-- Instruções do exercício --
Por favor, diga quais são as três palavras que compõem a fórmula 3P citada na fonte abaixo.

-- Fonte --
Para os primeiros, o repelente basta, mas para os motoristas siberianos, você precisa se armar do que eu chamo de minha fórmula 3P. Paciência, Prudência e... Perseverança!
Mais uma vez, a passagem de fronteira entre o Kazakistão e a Rússia se deu sem maiores dificuldades, sempre, entretanto, marcada pela proverbial e já descrita demonstração de "pequena autoridade" de alguns funcionários.
O ser humano tem absoluta e inata necessidade de exercer poder. Dominar é preciso.
Assim, vi pequenos trabalhadores Kazaks em fila, ao sol de 30 graus, com suas bagagens aos pés, esperando para serem chamados a apresentar seus documentos de viagem na imigração russa.
O "bonitão" aqui, com sua bela moto, teve passagem em preferência, já que os mesmos funcionários, entediados à morte em uma fronteira com ares de-fim-de-mundo, teriam assim, a oportunidade de ver algo diferente por alguns minutos, o que os faria sair do torpor e mesmice de seu cotidiano profissional.

-- Material de apoio --
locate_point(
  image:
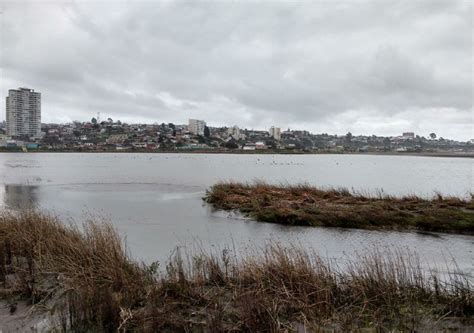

-- Tarefa concluída --
Paciência, Prudência e Perseverança.